*Task objective:* Output as a JSON list of strings, one per line with blank lines omitted, everything below from the line containing "Locate every instance of the cup rim" down to the end of the lines.

— Start Extracted information —

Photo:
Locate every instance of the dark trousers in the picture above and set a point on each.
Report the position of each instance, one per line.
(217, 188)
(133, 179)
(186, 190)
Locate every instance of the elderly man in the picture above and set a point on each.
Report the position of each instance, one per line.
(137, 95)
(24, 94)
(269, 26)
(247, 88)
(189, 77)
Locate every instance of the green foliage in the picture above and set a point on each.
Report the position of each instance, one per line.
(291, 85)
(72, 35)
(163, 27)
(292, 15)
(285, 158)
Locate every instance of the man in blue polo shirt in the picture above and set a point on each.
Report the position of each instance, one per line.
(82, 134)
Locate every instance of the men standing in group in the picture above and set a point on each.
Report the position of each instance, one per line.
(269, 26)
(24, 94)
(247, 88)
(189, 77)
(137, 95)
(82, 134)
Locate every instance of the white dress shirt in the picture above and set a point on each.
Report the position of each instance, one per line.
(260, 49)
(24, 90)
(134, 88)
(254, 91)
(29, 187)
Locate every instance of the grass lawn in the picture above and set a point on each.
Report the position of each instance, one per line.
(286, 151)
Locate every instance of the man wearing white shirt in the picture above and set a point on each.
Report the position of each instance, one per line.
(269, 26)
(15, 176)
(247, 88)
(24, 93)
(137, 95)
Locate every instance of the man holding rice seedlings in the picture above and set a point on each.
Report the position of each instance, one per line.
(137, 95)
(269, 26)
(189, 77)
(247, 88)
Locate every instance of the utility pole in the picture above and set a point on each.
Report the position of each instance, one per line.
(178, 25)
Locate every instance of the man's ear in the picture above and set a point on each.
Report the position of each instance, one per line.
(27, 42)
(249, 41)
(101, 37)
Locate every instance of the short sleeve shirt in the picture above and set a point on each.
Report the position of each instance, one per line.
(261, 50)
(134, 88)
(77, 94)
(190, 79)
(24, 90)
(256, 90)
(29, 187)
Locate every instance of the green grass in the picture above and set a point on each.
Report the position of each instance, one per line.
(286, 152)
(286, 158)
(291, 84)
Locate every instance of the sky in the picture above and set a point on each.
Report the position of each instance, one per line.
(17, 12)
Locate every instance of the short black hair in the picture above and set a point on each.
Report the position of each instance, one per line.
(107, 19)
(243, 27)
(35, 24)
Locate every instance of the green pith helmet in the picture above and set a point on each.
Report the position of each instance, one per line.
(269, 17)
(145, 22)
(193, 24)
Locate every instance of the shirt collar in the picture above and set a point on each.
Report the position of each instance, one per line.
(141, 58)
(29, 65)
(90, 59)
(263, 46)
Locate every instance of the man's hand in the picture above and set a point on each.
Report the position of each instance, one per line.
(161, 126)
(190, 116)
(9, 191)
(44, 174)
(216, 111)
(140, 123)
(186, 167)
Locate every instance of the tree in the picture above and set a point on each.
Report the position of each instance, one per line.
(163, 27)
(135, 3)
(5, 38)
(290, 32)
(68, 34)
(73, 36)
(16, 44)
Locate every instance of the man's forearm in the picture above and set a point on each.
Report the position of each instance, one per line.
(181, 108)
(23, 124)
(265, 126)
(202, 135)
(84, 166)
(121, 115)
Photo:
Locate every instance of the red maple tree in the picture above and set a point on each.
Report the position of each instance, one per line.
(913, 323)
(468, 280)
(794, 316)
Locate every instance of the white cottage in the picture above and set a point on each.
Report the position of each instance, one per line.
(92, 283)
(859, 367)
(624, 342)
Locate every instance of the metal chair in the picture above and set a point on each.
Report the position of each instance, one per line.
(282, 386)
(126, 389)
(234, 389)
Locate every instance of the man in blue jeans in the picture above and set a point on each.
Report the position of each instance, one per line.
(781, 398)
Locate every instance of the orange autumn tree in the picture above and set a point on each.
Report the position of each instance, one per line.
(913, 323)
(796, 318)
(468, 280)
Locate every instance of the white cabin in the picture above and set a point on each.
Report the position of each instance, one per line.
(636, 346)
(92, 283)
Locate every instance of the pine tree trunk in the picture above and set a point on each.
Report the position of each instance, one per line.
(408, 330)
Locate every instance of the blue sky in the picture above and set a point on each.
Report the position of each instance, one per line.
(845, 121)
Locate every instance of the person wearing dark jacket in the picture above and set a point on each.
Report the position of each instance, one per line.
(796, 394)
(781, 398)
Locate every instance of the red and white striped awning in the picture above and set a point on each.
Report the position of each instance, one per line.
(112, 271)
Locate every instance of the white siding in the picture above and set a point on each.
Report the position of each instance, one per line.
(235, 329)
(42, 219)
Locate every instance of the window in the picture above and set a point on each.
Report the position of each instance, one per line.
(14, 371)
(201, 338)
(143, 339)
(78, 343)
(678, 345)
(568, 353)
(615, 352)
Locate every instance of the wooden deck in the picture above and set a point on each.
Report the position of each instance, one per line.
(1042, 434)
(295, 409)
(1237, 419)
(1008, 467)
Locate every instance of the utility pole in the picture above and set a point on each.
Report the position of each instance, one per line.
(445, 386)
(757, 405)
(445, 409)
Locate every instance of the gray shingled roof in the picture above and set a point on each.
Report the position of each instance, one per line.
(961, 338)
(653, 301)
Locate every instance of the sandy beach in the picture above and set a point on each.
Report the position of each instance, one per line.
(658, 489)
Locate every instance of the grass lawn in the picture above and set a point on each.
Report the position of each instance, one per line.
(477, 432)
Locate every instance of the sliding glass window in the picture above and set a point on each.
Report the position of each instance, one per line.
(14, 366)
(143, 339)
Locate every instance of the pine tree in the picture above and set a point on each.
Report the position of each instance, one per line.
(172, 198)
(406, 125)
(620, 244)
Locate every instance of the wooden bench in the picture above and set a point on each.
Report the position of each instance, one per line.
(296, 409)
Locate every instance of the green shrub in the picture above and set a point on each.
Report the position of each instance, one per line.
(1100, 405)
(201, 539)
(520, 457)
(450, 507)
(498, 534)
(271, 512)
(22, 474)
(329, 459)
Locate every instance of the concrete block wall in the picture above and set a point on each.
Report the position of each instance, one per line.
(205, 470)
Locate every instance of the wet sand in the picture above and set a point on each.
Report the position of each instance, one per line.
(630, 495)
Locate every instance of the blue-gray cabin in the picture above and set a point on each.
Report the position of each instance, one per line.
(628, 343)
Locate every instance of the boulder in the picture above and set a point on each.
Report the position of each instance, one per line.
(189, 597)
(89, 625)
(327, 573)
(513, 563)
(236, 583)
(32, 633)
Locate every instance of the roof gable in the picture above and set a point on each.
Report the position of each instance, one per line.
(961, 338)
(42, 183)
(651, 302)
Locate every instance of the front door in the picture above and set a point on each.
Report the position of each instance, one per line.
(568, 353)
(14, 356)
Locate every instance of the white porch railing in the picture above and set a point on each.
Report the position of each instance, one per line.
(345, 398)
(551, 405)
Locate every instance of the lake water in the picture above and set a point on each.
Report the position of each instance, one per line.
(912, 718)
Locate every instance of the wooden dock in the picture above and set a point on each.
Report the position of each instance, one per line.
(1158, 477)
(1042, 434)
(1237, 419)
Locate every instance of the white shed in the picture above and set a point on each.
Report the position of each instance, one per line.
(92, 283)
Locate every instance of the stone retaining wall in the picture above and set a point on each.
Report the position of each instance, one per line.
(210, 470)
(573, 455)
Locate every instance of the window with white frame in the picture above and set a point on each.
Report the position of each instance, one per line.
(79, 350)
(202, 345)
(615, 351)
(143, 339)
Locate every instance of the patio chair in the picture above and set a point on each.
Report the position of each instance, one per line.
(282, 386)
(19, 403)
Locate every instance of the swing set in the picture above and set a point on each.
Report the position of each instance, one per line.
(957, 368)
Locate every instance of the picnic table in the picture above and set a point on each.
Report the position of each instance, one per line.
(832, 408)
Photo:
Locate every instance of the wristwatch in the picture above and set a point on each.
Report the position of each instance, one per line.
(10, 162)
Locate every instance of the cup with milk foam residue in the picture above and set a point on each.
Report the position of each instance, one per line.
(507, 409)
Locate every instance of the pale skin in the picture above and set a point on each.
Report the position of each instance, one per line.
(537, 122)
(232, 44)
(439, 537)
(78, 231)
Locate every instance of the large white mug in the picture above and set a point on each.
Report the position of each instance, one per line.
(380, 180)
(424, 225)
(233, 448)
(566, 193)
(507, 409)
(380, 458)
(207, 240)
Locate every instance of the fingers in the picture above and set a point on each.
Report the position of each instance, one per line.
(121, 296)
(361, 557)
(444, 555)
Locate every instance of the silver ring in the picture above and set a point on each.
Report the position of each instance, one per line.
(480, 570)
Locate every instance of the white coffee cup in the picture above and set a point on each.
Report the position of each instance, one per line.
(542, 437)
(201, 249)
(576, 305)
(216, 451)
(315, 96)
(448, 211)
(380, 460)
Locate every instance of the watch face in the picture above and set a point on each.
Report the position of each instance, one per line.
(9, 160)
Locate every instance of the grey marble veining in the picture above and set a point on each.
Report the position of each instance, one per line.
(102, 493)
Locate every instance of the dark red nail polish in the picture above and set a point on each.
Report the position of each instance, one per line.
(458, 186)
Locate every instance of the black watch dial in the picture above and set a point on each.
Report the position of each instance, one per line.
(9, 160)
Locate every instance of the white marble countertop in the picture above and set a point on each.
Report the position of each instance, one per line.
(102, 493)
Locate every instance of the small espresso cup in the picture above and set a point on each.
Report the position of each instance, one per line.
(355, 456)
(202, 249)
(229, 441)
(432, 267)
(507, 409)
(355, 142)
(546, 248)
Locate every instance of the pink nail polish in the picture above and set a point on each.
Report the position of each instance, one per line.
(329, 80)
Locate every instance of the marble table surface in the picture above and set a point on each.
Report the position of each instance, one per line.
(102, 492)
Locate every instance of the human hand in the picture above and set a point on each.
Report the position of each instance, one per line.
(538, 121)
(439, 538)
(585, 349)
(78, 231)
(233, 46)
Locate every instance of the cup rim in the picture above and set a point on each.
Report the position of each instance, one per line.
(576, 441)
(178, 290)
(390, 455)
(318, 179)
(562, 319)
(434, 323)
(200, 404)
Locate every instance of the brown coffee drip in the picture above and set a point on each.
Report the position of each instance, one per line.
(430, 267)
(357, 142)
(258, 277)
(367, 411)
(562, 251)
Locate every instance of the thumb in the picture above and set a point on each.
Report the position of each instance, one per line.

— End Extracted information —

*Response:*
[
  "Locate every instance of the cup rim in the picture above and set a point on each.",
  "Report the position of each instance, one per line.",
  "(576, 441)",
  "(178, 290)",
  "(390, 455)",
  "(318, 179)",
  "(562, 319)",
  "(434, 323)",
  "(200, 404)",
  "Locate every instance of the brown coffee drip in the picture above and set a point on each.",
  "Report the position of each instance, one per line.",
  "(430, 267)",
  "(357, 142)",
  "(258, 277)",
  "(367, 411)",
  "(562, 251)",
  "Locate every instance of the thumb in the picture above and set a point on each.",
  "Report the position of each instance, one per line."
]